* Excerpt provided

########################################

These next couple of weeks are going to be particularly hard without you but I will keep reminding myself of all the amazing things you taught me.  Enjoy life's beauty, regret nothing, surround myself with good friends, keep my life in order and appreciate everything I am lucky enough to have.

Thanks Dad.

Monday, June 1, 2015

Love What You Do: Finding Your Pure Joy

Do me a favor.  Take a minute and think about what your hobbies were when you were a kid.  Do you still have the same hobbies as an adult?  I had a sticker collection that I was obsessed with when I was a kid.  Which, when I think about it, is possibly one of the lamest collections you can have, but I digress.  I'll admit that even though I enjoy playing with stickers with my daughter, I'm not about to start a collection of my own as an adult.  But think about what I was really doing with my sticker collection.  I was taking all those random stickers from various booklets, rolls, sheets and organizing them into a central and structured location.  The core idea of the hobby I enjoyed as a child has a lot of similarities to what I'm passionate about today.  The practice may have changed but the core passion is still there.

For some people, transforming a childhood hobby into something they can enjoy as an adult is a little more straightforward.  You loved cooking and you still love cooking.  But if you haven't figured out what you are passionate about as an adult, how do you go about figuring it out?  Especially if you want to try to take something you love doing and try to get paid for it.

I was visiting my family in Colorado earlier this year and stopped by to say "Hi" to my sort of dad.  What is a sort of dad, you say? Well, he isn't technically my dad.  He never ended up marrying my mom after 12 years of dating, but he put in the time.  He was at each football game that I cheered at and every single choir concert.  He remembers all of my friend's names from elementary school to now and even emails with some of my them.  He has earned the title more than most.  The only reason I hesitate to call him my dad without the 'sort of' is because a lot of people know my dad was sick and passed away so it can be a little confusing.  Again, I digress.

########################################

* Entries provided
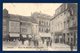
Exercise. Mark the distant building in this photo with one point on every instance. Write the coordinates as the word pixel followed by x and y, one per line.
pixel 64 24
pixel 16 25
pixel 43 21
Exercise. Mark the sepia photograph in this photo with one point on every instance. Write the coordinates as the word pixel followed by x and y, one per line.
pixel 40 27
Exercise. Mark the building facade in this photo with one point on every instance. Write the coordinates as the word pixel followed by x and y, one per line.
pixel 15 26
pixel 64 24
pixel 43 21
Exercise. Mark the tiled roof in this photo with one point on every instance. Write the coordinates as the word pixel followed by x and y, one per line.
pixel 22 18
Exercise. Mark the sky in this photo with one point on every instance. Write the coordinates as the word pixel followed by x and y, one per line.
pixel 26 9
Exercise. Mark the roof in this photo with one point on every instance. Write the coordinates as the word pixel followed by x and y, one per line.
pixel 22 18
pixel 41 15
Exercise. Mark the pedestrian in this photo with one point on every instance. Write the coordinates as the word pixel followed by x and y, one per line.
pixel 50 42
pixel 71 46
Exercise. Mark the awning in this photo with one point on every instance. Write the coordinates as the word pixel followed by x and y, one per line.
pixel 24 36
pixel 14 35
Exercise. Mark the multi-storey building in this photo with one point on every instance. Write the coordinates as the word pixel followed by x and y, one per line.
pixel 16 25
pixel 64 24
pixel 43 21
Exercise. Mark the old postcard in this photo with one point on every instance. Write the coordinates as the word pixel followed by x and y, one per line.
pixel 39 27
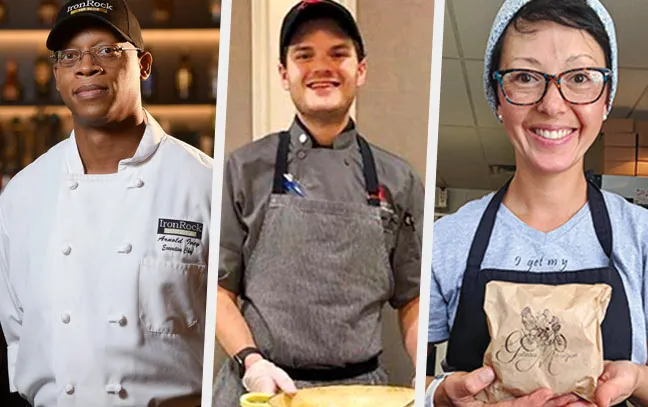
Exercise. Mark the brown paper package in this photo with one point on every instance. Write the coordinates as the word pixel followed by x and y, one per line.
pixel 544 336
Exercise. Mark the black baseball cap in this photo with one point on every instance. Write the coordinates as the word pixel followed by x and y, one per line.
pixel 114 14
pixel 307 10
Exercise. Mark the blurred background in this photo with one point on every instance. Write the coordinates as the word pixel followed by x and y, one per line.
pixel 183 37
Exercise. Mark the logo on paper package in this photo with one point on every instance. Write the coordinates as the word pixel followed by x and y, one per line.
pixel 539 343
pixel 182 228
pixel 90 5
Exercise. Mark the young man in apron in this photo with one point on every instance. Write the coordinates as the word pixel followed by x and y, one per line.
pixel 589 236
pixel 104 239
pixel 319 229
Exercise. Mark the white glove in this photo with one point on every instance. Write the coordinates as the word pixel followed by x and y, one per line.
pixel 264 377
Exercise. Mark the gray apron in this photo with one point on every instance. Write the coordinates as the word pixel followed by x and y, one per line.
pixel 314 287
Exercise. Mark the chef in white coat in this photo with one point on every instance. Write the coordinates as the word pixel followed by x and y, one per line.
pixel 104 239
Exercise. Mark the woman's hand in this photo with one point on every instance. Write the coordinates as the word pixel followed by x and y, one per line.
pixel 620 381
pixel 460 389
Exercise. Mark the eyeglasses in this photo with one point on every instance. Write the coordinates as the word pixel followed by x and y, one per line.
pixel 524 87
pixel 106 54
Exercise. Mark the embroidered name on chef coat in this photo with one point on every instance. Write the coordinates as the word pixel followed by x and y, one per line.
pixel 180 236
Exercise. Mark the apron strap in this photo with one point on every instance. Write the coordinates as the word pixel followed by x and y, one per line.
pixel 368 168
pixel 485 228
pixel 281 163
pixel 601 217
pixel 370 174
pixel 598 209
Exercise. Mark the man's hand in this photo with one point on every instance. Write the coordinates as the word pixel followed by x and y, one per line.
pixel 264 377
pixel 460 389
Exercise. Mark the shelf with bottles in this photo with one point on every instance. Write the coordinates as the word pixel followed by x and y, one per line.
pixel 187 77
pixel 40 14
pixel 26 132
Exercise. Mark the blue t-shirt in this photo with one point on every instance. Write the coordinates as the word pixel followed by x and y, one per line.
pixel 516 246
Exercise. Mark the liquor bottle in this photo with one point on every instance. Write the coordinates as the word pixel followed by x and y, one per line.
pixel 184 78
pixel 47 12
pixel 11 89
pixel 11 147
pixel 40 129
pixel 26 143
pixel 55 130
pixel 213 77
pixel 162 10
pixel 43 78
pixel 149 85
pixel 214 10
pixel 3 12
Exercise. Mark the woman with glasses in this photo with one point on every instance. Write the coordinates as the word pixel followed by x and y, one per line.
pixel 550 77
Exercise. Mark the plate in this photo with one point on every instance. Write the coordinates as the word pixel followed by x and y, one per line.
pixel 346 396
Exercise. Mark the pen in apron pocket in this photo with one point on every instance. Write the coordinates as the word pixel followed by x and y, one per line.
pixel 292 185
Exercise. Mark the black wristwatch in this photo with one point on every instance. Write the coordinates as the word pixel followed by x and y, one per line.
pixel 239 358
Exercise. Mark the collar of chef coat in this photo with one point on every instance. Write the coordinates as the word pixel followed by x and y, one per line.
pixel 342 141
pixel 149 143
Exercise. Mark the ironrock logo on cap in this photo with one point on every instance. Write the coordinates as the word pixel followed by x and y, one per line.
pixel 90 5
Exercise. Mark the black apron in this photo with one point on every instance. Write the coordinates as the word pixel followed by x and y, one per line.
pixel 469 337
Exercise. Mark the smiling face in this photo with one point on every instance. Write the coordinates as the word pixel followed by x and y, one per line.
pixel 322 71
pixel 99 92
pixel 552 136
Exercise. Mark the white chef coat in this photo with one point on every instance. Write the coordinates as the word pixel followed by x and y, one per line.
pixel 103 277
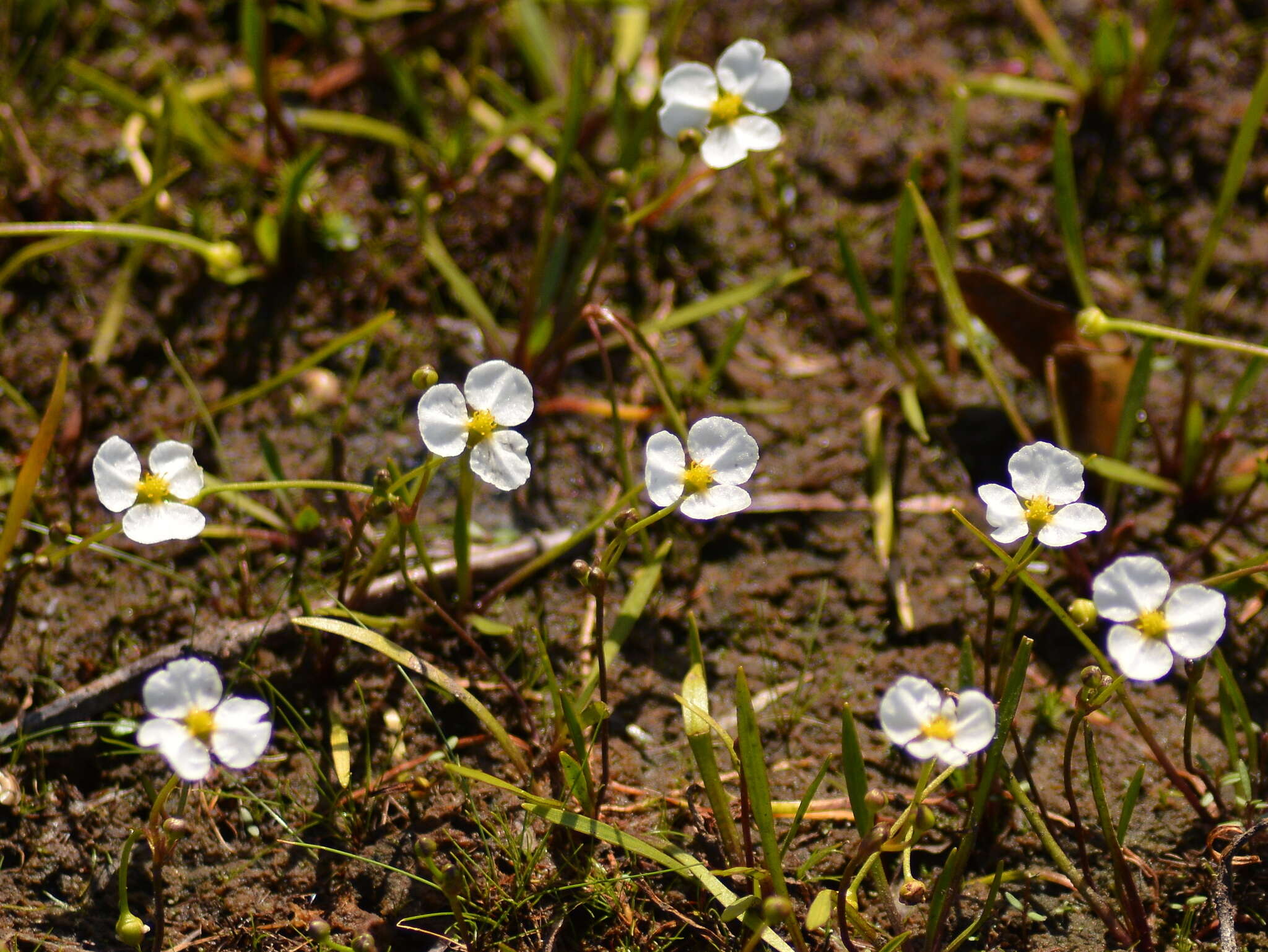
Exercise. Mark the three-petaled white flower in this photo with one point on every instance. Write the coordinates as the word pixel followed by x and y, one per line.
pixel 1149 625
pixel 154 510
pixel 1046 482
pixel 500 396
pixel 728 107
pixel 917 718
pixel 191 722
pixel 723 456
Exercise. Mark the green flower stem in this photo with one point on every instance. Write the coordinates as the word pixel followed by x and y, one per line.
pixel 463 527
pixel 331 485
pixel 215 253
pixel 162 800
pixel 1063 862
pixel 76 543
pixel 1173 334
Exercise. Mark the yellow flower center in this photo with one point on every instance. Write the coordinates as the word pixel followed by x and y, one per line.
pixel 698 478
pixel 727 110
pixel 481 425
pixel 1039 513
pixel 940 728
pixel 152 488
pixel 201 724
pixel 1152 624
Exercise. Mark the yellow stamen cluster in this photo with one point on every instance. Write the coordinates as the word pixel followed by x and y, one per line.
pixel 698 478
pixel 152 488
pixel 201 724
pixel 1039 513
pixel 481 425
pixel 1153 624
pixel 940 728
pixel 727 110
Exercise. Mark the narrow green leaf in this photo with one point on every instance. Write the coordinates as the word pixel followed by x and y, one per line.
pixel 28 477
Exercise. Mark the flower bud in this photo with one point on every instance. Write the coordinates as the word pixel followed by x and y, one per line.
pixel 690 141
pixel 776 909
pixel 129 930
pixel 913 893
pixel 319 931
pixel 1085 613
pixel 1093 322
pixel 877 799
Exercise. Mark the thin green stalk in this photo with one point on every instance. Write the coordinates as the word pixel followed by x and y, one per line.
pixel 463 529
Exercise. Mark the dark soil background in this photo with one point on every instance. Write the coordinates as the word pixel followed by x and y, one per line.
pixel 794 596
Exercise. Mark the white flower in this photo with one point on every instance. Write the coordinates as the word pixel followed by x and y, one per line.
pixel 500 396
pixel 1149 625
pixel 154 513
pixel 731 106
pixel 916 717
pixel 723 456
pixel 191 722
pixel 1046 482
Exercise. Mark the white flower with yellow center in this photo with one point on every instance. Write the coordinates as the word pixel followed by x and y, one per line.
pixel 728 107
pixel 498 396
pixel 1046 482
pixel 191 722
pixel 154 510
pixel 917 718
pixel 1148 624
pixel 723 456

########################################

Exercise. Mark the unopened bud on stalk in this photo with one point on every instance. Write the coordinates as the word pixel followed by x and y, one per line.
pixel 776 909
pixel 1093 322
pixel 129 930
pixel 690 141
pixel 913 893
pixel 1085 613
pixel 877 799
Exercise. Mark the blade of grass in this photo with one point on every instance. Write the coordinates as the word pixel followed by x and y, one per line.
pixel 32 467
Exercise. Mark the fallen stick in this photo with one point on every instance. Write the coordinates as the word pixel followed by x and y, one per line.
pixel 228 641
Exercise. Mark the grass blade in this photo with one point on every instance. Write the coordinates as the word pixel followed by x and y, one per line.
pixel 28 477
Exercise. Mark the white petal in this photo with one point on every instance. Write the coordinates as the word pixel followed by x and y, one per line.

########################################

* Directions
a) For each statement, say whether it agrees with the blog excerpt. Answer yes or no, and quote the words from the blog excerpt that decide it.
(i) The writer had a sticker collection as a child.
(ii) The writer's sort of dad married the writer's mom after 12 years of dating.
(iii) The writer plans to start a sticker collection as an adult.
b) Turn the paragraph in the blog excerpt that begins "I was visiting my family in Colorado" into a short bulleted list that keeps its main facts.
The material above is separate from the blog excerpt and is unrelated to it.

* Answers to the exercises
a)
(i) Yes: "I had a sticker collection that I was obsessed with when I was a kid."
(ii) No: "He never ended up marrying my mom after 12 years of dating"
(iii) No: "I'm not about to start a collection of my own as an adult."

b)
- Earlier this year, the writer visited family in Colorado and stopped by to greet a "sort of dad."
- He is not technically the writer's dad. He dated the writer's mom for 12 years but never married her.
- He came to every football game where the writer cheered and to every choir concert.
- He remembers the names of the writer's friends from elementary school on and emails with some of them.
- The writer feels he has earned the title more than most.
- The writer keeps the "sort of" because many people know the writer's dad was sick and passed away, and dropping it could be confusing.